I ought to just stop reading the Nashville Scene, but I’m already boycotting The Tennessean due to the continued employment of Brad About You (if you don’t know, don’t ask. Trust me. You’re better off in ignorance.) and I need to keep abreast of at least some local going’s on.
So, every week, I dutifully pick it up and check it out and wonder, “What the fuck are they doing over there?” I thought an alternative weekly had to have some “alternative,” either an alternative vision of what the city might be or what the daily newspaper might do or what culture might be cool. Whatever it is an alternative to, it ought to have some coherent vision of what world it’d like to mold into existence.
Bless its heart, the Scene has no coherent vision.
And so, even though it’s supposed to be the “cool” paper in town, Michael McCall devotes considerable space in his review of Shooter Jennings’s debut album apparently to being shocked and feeling a bit faint (with considerable face fanning, I’m sure) that the title of the album “Put the O Back in Country” is a little jokey play on the noise the word country makes before it gets to the “ree.”
McCall explains, for those readers too stupid to figure it out for themselves but too delicate to actually see all the letters c-u-n-t together in one place:
Jennings realizes that the title might not be clear to everyone, or that they might mistake his use of the “O” as meaning that he wants to put the Outlaw back in country. So he uses the back of his CD cover to make himself understood. His torso is photographed in a T with the title emblazoned on it, only it says “Put the O Back in C untry.” The c-word, which can shock even those unfazed by most profanity, is meant to suggest that Nashville’s best-known musical product has become wimpy and limp.
----
• [Instructions]
[A] Answer these from the post:
(i) Which daily newspaper is the writer boycotting?
(ii) Who wrote the review of Shooter Jennings's debut album?
(iii) What is the title of that album?
[B] According to the post, why does Jennings use the back of his CD cover to make the album title clear?
[C] Revise the post from "I ought to just" down to "local going’s on.", changing "boycotting" to "avoiding".
----
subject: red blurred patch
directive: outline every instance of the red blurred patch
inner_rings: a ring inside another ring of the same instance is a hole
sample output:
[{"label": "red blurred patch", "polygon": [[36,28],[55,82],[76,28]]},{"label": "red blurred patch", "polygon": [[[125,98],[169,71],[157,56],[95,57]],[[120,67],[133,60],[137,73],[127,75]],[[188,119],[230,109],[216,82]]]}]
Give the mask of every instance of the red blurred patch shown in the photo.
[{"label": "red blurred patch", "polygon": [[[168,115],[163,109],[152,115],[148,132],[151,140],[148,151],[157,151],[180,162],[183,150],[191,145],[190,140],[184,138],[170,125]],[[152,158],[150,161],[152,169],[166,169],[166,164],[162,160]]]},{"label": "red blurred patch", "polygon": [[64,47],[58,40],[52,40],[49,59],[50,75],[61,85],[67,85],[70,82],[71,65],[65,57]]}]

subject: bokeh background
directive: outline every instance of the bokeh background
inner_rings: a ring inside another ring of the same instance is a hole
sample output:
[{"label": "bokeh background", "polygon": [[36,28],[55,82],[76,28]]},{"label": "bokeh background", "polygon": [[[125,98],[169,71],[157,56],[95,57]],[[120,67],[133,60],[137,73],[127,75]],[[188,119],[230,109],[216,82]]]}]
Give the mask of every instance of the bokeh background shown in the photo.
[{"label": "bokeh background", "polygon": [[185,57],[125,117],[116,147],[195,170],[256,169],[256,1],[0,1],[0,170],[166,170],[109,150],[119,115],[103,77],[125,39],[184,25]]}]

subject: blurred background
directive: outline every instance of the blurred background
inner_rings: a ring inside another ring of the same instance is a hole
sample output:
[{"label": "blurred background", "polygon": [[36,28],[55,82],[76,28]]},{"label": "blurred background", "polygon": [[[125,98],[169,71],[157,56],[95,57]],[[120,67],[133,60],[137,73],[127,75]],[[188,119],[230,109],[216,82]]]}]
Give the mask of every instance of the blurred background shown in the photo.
----
• [Solved problems]
[A]
(i) The Tennessean
(ii) Michael McCall
(iii) "Put the O Back in Country"

[B] Jennings realizes the title might not be clear to everyone. Some might take the "O" to mean that he wants to put the Outlaw back in country. He uses the back cover to make himself understood.

[C]
I ought to just stop reading the Nashville Scene, but I’m already avoiding The Tennessean due to the continued employment of Brad About You (if you don’t know, don’t ask. Trust me. You’re better off in ignorance.) and I need to keep abreast of at least some local going’s on.